Segment Open

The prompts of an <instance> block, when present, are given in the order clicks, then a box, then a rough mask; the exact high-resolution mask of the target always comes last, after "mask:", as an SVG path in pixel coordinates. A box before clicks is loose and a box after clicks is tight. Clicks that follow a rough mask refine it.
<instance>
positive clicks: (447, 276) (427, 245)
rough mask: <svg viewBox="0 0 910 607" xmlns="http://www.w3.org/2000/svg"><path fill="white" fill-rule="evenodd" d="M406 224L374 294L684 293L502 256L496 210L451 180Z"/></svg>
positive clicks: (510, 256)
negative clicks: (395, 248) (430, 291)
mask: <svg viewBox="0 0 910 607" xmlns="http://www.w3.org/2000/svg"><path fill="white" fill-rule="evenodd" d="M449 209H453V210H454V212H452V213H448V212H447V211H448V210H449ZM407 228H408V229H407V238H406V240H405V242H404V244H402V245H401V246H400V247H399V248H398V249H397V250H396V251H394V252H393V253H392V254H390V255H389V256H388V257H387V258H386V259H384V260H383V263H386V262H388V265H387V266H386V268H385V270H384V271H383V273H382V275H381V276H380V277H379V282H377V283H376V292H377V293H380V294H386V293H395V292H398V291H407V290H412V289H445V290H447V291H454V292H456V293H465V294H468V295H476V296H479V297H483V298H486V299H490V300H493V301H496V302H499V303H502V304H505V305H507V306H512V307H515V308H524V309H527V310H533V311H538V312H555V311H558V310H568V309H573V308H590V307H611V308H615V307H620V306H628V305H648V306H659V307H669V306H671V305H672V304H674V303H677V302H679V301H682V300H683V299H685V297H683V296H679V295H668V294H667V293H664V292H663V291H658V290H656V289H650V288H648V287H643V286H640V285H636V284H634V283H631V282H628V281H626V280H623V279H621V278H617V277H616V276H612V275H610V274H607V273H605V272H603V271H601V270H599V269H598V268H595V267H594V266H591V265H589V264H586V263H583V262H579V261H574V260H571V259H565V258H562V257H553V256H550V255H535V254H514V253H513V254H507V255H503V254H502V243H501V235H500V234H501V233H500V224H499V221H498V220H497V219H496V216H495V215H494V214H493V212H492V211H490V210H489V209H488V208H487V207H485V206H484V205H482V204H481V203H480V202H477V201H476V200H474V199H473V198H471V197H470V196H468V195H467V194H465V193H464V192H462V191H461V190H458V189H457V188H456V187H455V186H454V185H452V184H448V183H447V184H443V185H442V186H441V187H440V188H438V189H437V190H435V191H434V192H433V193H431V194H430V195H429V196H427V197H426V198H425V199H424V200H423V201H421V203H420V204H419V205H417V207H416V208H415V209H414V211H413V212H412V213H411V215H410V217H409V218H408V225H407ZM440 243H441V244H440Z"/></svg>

Segment Closed

Job item: Copy out the records word for word, from the very beginning through the line containing "positive clicks: (510, 256)".

Your solution:
The prompts of an <instance> block, when present, are given in the order clicks, then a box, then a rough mask; the exact high-resolution mask of the target always comes last, after "mask:", as an SVG path in pixel coordinates. A box before clicks is loose and a box after clicks is tight. Clicks that follow a rough mask refine it.
<instance>
positive clicks: (447, 276) (427, 245)
rough mask: <svg viewBox="0 0 910 607" xmlns="http://www.w3.org/2000/svg"><path fill="white" fill-rule="evenodd" d="M406 224L374 294L684 293L502 256L496 210L451 180Z"/></svg>
positive clicks: (510, 256)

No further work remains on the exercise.